-- Provided text follows --

DENVER (KDVR) — A Colorado woman with a serious health condition is frustrated by the lack of information on COVID-19 booster shots for people who received the Johnson & Johnson vaccine.
Much of Joanna Reid’s life was spent in the hospital even before the pandemic hit. She has a condition called common variable immune deficiency, making her highly susceptible to infection and forcing her undergo hours-long treatments multiple times a week.
“I actually get infusions of other people’s antibodies every other week, but my immune system is still considerably lower than the average person. I’m also at higher risk for COVID because I have what’s called a pleural effusion, which is essentially fluid around one of my lungs,” said Reid.
Reid isolated as much as possible during the peak of the pandemic but can’t avoid hospital settings.
She received the Johnson & Johnson single dose shot in March. Other immunocompromised Coloradans are now able to get a third shot of the Pfizer or Moderna vaccine, but there’s no clear guidance for people in Reid’s position.
“It’s pretty frustrating because for the most part it, feels like it’s just left out of the conversation,” said Reid.
More than 3.4 million Coloradans are fully immunized, according to data from the Colorado Department of Public Health and Environment. More than 248,000 doses of the Johnson & Johnson vaccine have been administered.
Johnson & Johnson announced last month data supporting the use of its COVID-19 vaccine as a booster shot for people previously vaccinated with the single shot, but there’s no timeline for official approval.
Reid is concerned about waning immunity and is questioning whether to get a Pfizer booster.
“It’s not considered unsafe, at least based on the studies that have been performed in several European countries. The question is whether it’s the right combination, or whether she should just wait for the J&J boosters,” said Dr. Michelle Barron, senior medical director of infection prevention at UCHealth.

-- Provided text concluded --
-- Data to examine follows --

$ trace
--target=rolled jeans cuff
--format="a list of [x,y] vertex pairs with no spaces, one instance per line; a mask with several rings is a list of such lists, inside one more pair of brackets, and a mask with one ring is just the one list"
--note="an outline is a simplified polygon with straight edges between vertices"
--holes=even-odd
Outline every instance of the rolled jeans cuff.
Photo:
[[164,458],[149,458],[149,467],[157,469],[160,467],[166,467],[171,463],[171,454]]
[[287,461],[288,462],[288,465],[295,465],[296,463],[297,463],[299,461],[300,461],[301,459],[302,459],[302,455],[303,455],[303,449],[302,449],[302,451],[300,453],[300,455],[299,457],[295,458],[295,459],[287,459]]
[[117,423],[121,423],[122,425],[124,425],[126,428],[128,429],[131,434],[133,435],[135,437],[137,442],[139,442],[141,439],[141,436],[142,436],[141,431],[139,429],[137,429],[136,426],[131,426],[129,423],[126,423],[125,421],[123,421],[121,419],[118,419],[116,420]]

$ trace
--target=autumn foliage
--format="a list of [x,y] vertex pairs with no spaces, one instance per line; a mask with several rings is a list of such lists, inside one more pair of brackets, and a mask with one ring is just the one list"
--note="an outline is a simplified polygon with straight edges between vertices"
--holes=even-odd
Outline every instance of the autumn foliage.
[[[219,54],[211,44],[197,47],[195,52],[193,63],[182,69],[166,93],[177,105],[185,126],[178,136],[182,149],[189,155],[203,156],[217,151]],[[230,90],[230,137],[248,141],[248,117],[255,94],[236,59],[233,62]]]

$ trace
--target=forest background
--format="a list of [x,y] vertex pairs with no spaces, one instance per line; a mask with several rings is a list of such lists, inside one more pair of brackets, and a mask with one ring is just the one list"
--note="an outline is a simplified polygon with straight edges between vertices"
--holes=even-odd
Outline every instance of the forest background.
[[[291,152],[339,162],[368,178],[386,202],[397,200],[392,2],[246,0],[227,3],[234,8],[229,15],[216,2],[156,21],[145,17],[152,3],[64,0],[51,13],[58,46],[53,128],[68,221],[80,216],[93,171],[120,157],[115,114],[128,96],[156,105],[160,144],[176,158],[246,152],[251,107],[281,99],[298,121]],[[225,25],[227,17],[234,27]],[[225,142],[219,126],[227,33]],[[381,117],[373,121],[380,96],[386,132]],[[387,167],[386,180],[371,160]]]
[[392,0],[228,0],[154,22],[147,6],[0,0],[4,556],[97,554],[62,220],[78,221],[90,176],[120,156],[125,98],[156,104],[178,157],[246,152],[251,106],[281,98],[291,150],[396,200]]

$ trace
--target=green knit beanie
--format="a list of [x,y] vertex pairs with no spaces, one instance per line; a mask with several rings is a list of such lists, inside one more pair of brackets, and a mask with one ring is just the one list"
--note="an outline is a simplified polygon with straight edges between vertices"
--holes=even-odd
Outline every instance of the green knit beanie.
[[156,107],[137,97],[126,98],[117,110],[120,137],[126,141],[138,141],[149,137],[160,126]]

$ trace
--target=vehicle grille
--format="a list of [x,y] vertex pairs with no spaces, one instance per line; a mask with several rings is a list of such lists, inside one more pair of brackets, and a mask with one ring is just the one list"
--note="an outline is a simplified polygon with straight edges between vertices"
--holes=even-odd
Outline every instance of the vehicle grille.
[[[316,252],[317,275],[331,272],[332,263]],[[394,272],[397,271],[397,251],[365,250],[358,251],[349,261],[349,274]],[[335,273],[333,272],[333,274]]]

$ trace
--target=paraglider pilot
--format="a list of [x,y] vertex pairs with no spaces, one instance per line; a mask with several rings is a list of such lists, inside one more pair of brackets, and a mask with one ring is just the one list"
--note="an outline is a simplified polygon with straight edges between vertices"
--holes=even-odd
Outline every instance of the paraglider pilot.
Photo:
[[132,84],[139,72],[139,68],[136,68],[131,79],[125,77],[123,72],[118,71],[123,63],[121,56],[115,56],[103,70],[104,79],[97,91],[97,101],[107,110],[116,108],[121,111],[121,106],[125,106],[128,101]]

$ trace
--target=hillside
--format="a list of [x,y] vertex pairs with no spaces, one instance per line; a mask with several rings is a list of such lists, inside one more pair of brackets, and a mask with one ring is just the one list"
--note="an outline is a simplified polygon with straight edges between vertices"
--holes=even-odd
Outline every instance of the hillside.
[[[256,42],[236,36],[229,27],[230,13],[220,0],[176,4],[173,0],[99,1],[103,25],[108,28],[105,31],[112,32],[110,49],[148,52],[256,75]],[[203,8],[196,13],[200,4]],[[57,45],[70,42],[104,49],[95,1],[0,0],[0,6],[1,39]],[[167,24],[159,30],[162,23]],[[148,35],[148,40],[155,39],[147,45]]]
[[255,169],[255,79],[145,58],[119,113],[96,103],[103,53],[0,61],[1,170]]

-- Data to examine concluded --

■ Exercise set
(a) Name every COVID-19 vaccine maker mentioned in the COVID-19 booster article.
(b) Please render this sentence from the COVID-19 booster article into Spanish: "Reid isolated as much as possible during the peak of the pandemic but can't avoid hospital settings."
(c) Carry on the COVID-19 booster article, picking up after its final sentence.
The records were taken from a separate source.

■ Answers to this exercise
(a) Johnson & Johnson, Pfizer, Moderna

(b) Reid se aisló lo más posible durante el pico de la pandemia, pero no puede evitar los entornos hospitalarios.

(c)
UCHealth is recommending those who come in for a booster receive the same dose as their original vaccine; Pfizer or Moderna, respectively. Right now, they are not offering anything specific for Johnson & Johnson or those who received AstraZeneca as part of a trial.
Barron says she expects more clarity on this issue in the near future, possibly after the U.S. Food and Drug Administration meets this week to discuss approval of the Pfizer booster.
“These are just a couple months behind. I think that obviously feels very frustrating because you’re waiting for those answers,” said Barron.
Reid says some doctors have recommended she receives a Pfizer booster while others suggest she wait for more information on Johnson & Johnson boosters. In the meantime, she’s back to taking steps to protect herself the way she did before vaccination.
“I hear a lot of people who are talking about the vulnerable population should just stay home. I wish people realized that a lot of the vulnerable population can’t stay home. They have things they have to do and some of those things are about keeping themselves alive, like going to the hospital,” said Reid.